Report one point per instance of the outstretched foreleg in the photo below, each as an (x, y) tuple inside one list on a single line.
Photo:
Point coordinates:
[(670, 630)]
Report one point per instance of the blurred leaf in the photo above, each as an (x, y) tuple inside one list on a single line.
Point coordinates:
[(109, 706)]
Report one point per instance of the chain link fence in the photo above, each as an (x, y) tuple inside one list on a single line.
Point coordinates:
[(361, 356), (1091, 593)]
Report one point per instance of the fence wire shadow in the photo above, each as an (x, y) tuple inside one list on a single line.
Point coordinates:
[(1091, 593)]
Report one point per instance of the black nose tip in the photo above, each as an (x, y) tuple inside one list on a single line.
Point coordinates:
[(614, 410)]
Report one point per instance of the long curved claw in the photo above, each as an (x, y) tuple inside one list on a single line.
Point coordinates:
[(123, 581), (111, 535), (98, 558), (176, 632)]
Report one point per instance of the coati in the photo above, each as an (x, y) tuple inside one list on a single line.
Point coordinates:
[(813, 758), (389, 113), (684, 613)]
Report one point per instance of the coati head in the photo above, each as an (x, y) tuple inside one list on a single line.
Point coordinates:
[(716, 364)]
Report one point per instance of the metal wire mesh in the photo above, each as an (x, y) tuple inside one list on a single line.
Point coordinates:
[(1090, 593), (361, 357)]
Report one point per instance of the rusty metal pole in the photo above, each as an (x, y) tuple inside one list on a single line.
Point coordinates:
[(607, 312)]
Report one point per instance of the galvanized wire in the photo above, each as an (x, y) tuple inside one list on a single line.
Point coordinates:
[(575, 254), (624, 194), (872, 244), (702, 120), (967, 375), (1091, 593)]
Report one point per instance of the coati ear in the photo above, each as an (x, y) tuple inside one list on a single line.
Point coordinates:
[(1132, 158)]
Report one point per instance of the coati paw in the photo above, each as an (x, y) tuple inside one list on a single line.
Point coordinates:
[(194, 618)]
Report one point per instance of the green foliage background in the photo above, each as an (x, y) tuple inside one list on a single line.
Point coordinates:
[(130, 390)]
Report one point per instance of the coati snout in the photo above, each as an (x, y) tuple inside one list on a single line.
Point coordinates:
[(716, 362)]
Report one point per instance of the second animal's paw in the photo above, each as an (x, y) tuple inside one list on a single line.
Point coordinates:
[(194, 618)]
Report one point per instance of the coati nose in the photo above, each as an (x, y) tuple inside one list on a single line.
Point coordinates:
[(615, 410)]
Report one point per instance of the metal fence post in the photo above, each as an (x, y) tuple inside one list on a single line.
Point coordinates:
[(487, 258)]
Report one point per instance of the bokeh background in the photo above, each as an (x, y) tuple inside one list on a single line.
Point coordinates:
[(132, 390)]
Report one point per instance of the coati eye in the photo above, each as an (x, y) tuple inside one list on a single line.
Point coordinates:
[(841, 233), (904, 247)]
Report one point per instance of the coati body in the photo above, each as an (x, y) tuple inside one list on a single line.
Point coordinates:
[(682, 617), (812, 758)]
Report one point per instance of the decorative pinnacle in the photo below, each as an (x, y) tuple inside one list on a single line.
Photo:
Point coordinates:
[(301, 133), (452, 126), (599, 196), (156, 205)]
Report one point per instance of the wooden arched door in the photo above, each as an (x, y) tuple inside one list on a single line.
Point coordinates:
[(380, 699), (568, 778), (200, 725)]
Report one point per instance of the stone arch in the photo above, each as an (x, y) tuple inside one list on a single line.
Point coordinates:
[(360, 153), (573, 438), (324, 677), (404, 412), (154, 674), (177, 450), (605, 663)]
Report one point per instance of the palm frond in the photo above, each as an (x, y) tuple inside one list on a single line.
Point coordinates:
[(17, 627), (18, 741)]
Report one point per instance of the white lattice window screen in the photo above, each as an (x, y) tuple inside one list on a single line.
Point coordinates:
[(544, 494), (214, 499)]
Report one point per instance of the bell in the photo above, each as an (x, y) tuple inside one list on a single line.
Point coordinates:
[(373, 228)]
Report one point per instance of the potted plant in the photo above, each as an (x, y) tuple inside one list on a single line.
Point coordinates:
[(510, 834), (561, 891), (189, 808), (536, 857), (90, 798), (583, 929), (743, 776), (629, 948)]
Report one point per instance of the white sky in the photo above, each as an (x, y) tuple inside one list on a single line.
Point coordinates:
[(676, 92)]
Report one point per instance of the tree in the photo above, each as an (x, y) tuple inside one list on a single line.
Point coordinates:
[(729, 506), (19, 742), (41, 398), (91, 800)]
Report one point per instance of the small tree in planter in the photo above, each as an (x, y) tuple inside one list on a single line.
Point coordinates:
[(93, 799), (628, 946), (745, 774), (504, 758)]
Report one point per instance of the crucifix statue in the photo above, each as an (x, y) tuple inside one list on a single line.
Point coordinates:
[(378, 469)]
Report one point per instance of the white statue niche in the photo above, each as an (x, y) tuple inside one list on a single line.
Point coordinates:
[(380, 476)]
● ● ● ● ● ● ●
◆ The task: When a line holds the string "background", pull it out of the listing.

◆ Answer space:
Report one point per instance of the green foliage background in the photo above, each as an (x, y) tuple inside one list on a single line.
Report one point per instance of the bokeh background in the photo above, each as an (x, y) tuple inside one list on a single line.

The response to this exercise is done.